▸ GIVEN EXERCISE
Gather every line of the data below that contains the string "seedling", matching case exactly.

▸ WORKING DATA
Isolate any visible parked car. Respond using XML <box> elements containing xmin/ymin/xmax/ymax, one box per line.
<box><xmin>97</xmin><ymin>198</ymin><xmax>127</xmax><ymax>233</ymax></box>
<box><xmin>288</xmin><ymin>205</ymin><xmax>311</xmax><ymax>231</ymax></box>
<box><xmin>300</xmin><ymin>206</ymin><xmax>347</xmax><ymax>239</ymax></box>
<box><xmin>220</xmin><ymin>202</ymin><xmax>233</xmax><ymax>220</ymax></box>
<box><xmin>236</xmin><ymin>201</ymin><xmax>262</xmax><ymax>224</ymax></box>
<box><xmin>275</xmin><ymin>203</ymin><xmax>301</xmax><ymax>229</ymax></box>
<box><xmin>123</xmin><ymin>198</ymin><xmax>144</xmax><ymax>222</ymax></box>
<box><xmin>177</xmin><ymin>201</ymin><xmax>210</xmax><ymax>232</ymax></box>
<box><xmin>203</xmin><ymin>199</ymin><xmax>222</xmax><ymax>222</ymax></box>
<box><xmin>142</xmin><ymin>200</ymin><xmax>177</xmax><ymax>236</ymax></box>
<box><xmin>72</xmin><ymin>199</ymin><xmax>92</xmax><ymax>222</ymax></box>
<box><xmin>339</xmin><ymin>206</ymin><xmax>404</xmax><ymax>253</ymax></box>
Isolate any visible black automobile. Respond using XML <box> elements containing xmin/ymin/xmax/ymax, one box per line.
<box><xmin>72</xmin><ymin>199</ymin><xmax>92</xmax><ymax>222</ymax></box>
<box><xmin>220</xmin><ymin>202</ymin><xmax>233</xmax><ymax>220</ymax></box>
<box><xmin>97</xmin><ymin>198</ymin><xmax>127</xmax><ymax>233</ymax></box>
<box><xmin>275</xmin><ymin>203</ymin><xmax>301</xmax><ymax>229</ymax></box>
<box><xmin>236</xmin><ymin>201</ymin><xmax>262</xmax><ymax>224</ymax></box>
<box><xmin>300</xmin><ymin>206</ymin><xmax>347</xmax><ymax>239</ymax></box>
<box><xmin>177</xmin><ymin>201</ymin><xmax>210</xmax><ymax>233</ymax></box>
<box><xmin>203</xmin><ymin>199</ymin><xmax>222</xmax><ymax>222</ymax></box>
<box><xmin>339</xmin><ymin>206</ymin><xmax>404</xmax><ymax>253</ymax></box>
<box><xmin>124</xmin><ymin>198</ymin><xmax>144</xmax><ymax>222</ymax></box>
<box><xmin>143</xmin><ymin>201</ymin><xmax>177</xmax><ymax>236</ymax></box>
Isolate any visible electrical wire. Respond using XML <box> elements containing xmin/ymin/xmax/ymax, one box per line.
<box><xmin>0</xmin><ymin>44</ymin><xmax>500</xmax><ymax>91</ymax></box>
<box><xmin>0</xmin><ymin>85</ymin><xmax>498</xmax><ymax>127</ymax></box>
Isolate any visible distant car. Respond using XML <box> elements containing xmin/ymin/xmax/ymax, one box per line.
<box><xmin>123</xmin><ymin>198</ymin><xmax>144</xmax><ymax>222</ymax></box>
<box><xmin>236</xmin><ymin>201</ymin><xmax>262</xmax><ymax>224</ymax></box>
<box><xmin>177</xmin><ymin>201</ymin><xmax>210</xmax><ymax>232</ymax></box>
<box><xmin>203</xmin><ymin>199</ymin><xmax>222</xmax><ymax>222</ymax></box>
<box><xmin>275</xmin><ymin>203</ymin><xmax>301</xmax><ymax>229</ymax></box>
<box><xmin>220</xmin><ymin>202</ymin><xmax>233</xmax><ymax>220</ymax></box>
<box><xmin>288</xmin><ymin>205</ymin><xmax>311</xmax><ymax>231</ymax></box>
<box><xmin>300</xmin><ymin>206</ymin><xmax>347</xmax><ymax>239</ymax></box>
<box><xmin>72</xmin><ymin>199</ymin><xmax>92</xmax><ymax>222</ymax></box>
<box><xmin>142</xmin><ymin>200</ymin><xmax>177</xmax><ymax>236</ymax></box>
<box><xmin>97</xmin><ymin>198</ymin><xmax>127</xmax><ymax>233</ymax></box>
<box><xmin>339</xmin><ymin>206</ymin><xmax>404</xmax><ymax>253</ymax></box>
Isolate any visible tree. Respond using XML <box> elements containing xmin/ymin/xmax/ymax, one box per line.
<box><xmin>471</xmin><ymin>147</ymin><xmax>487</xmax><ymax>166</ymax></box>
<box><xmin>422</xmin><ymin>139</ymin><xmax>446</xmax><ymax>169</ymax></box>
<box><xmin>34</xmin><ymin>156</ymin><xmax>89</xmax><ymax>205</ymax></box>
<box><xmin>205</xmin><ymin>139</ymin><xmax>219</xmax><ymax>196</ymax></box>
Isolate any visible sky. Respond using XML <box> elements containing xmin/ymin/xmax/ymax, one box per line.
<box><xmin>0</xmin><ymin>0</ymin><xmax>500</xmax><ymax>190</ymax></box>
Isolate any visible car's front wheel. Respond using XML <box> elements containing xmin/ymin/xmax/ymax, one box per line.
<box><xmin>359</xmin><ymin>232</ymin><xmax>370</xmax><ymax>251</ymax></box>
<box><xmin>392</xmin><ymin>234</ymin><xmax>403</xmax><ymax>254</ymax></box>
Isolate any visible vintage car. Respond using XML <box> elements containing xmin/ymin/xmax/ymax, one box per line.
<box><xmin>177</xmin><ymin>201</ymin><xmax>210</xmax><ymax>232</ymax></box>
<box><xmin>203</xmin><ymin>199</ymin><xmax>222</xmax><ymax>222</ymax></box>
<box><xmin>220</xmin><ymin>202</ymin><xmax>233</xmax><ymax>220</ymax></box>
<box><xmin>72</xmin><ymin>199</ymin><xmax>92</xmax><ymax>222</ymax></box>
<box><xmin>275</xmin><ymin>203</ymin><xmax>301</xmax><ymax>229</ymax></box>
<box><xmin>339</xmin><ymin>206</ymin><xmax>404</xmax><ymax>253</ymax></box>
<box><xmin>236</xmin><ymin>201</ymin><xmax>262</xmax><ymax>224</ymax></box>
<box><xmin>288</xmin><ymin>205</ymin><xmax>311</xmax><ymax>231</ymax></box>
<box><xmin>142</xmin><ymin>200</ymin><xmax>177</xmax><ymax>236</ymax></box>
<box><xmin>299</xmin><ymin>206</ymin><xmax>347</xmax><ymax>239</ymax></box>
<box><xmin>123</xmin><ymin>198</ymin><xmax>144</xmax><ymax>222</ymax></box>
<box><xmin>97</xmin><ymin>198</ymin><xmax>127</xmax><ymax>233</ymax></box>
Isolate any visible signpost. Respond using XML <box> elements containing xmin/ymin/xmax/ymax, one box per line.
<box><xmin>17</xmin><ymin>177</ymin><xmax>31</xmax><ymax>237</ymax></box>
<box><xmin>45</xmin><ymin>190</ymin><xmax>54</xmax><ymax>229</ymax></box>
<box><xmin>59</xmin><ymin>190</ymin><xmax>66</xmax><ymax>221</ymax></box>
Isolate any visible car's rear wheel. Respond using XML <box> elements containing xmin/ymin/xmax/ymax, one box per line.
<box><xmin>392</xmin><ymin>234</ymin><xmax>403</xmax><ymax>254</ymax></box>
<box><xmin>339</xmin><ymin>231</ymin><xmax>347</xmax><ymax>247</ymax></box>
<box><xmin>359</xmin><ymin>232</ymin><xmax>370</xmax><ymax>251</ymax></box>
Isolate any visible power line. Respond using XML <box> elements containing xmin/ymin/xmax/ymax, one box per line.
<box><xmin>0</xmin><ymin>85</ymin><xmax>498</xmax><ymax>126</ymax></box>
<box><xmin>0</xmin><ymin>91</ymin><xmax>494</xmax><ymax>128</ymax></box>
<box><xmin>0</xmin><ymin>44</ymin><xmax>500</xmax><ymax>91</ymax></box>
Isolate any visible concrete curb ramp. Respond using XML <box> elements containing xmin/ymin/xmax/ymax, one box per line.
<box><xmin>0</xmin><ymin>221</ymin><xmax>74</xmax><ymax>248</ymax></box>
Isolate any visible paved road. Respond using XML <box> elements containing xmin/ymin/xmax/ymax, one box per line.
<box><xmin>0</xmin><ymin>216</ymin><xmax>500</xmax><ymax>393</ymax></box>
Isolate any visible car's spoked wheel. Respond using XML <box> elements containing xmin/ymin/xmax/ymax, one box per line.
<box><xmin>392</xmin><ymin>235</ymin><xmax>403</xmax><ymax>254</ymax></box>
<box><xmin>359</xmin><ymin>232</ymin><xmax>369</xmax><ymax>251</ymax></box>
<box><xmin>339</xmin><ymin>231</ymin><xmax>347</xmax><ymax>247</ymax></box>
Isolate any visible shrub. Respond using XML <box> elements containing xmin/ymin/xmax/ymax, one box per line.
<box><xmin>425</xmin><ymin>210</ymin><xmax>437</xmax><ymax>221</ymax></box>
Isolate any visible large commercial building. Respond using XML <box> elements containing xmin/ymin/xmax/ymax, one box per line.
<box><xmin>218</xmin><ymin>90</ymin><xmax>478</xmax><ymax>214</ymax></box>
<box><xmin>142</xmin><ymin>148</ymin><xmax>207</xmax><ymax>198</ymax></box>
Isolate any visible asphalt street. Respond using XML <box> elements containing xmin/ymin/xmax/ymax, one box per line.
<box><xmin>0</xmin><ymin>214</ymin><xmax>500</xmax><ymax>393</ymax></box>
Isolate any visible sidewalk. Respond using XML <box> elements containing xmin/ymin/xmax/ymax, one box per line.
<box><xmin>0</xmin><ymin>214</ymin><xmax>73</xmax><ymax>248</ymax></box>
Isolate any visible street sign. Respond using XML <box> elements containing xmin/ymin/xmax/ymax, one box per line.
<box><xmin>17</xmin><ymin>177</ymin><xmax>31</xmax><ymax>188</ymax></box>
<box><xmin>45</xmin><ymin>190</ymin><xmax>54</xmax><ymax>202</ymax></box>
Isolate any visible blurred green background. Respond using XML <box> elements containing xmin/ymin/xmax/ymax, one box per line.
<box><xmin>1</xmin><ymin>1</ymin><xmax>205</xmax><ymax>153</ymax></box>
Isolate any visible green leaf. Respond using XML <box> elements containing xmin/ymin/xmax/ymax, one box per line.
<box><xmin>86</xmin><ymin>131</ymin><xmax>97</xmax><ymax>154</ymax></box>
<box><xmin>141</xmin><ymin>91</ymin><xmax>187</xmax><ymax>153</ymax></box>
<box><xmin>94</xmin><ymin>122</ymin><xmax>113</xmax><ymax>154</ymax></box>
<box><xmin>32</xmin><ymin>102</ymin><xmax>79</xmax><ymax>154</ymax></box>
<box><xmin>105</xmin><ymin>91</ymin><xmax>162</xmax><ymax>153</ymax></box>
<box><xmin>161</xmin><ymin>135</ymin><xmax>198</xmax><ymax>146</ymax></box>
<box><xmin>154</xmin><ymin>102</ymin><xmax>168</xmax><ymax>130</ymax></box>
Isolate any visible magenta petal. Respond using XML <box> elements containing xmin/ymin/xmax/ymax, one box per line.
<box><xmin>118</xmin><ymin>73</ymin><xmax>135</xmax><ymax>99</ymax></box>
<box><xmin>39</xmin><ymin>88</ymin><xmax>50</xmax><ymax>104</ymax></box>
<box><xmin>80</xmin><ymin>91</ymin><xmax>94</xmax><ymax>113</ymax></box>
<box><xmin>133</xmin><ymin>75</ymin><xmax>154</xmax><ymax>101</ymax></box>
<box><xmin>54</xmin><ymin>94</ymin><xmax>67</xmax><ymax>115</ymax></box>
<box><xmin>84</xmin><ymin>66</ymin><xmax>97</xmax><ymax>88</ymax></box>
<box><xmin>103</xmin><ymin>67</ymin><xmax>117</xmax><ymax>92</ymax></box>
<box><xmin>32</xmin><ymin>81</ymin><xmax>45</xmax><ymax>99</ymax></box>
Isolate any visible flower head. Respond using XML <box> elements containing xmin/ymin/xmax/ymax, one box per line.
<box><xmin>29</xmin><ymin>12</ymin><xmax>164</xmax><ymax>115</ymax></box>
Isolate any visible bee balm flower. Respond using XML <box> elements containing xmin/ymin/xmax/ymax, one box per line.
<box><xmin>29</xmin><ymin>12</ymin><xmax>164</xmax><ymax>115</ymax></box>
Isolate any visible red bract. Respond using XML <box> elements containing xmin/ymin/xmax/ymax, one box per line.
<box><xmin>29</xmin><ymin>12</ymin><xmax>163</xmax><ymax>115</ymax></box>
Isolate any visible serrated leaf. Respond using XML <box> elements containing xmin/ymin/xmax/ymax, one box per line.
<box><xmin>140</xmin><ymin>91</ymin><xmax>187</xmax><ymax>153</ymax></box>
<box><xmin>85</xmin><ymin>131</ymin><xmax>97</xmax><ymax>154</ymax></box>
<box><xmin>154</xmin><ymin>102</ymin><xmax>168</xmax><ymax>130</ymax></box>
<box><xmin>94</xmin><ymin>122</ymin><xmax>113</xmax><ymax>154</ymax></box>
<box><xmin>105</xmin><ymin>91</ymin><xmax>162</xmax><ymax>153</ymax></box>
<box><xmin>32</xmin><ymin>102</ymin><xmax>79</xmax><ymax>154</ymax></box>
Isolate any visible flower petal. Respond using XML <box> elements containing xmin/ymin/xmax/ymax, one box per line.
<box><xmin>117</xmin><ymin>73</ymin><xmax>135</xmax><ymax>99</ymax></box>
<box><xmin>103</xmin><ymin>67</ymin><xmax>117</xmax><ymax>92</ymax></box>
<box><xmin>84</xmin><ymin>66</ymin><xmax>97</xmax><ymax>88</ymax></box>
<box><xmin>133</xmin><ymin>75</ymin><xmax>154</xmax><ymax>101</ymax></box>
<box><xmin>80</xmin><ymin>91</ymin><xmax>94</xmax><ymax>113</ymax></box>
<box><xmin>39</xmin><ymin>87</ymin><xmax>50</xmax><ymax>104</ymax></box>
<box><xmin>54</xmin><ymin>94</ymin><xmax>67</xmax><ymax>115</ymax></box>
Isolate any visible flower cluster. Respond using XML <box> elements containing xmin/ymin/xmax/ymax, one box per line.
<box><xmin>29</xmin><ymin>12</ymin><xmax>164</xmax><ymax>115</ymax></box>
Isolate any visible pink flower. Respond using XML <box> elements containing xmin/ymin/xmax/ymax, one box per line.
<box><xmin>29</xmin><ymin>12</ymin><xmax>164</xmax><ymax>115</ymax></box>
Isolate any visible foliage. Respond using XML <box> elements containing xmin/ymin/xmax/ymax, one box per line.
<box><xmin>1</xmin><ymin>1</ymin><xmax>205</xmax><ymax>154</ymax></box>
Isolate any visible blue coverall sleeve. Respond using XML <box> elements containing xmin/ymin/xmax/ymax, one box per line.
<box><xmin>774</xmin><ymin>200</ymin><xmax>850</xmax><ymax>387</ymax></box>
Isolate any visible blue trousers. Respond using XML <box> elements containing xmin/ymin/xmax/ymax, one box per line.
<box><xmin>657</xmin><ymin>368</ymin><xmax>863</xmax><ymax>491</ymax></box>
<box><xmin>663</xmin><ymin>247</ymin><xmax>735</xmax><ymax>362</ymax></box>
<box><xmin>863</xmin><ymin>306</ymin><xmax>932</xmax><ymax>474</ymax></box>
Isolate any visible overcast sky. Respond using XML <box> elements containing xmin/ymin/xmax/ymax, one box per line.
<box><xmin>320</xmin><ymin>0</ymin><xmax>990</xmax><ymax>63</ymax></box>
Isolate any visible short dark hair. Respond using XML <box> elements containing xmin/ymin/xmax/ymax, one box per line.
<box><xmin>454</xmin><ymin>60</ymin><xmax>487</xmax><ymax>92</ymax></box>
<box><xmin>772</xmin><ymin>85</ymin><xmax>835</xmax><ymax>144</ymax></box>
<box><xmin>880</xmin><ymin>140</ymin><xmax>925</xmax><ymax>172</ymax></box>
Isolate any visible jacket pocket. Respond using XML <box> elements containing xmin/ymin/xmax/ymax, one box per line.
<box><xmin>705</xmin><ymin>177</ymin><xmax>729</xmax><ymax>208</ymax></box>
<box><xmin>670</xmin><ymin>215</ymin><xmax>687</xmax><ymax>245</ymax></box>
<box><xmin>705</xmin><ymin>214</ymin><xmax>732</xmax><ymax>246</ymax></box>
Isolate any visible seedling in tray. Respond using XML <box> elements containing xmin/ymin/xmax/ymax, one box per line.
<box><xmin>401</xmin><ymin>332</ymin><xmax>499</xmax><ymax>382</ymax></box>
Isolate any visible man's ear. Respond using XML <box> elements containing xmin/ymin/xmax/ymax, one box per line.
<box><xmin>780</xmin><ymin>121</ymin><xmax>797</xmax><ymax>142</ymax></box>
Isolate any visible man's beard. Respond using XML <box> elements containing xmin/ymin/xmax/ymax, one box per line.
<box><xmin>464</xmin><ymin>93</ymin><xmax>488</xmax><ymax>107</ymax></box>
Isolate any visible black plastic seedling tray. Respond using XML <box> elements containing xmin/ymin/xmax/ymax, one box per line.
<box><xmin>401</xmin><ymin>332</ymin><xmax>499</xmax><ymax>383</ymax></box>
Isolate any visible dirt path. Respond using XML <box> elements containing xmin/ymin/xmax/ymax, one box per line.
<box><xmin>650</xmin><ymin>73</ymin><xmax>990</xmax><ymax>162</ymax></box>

▸ WRITTEN ANSWER
Isolate any visible seedling in tray. Respond using XML <box> elements containing xmin/ymin/xmax/ymax, one box per line.
Isolate any visible black plastic seedling tray. Respond using XML <box> elements containing xmin/ymin/xmax/ymax, one box per line.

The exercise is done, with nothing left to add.